SUPPLIED MATERIAL.
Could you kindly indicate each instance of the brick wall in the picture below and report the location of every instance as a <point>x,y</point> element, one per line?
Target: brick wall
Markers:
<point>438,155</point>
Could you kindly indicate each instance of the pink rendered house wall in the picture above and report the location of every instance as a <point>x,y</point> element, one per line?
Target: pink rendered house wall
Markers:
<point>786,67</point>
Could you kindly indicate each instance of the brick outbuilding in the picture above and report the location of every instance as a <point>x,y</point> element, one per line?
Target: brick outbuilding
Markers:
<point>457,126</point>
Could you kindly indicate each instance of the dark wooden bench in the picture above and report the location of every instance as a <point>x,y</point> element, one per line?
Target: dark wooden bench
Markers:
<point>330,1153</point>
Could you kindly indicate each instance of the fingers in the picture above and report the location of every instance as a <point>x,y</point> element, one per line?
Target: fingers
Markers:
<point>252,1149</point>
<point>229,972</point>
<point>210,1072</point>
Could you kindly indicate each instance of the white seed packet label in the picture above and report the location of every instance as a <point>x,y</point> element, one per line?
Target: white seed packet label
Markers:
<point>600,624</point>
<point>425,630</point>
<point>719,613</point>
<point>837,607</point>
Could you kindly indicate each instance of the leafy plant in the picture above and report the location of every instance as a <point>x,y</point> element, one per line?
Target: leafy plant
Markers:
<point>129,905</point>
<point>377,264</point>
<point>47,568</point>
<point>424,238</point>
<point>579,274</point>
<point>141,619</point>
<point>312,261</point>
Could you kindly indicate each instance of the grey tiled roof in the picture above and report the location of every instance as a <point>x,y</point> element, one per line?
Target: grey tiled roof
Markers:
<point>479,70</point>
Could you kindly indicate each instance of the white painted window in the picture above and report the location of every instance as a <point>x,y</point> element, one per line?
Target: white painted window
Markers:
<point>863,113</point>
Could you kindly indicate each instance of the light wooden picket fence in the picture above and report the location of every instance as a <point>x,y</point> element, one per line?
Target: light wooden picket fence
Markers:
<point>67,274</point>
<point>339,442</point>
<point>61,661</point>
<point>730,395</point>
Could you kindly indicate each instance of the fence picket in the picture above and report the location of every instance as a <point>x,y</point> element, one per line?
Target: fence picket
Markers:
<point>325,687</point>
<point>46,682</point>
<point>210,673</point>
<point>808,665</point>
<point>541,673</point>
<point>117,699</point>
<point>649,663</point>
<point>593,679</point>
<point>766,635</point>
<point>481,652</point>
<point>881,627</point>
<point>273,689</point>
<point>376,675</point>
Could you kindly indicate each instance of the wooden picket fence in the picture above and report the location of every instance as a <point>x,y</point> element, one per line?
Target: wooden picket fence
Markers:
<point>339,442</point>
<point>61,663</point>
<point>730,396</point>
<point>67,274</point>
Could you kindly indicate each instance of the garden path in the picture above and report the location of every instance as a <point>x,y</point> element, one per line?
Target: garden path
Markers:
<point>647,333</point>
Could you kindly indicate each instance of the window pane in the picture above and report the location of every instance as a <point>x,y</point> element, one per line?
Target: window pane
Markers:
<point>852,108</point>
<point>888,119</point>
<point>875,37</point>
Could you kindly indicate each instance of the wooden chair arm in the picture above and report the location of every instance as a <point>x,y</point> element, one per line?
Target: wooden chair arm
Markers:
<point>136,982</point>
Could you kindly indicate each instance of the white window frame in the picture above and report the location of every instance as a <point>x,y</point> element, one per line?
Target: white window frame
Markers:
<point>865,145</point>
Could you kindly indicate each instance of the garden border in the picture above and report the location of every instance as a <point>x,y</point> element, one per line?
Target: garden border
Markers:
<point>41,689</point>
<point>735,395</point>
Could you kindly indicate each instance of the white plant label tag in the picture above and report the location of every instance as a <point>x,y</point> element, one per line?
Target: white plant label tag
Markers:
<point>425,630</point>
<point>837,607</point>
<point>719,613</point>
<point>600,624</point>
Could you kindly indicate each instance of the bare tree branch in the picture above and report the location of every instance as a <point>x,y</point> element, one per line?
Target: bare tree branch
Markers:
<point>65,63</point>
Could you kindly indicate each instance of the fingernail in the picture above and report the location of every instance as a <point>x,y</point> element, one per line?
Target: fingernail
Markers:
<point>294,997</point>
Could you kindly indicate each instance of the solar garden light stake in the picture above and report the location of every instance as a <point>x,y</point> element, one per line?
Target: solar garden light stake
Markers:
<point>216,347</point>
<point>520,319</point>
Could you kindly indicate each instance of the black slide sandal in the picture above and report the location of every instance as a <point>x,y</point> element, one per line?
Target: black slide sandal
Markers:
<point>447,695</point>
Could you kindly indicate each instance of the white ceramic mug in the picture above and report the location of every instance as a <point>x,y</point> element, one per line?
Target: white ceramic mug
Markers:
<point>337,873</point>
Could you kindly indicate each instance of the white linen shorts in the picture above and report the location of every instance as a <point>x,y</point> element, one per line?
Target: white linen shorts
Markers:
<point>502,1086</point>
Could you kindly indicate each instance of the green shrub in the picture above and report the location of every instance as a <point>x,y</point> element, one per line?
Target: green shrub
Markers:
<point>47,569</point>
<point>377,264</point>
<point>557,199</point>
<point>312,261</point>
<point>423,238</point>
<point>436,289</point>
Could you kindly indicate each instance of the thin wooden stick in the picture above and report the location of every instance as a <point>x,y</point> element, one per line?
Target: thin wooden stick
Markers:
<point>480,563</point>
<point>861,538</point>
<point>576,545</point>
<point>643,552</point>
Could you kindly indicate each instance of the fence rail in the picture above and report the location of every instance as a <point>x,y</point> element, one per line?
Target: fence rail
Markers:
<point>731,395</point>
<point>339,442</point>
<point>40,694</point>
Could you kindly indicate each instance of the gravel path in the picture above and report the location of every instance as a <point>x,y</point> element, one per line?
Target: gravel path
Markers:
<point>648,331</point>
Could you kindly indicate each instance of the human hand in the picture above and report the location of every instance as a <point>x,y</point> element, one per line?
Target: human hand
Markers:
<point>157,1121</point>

PROBLEM REQUIREMENTS. In the records, change "Markers" to "Points" in everything from the line containing "Could you kindly indicate each instance of the human" down to the end of the records, and give those lines again with nothing else altered.

REPLY TO THE EXERCISE.
Could you kindly indicate each instance of the human hand in the picture above and report the location of every instance as a <point>x,y</point> element, one per line?
Target: human hand
Points:
<point>157,1121</point>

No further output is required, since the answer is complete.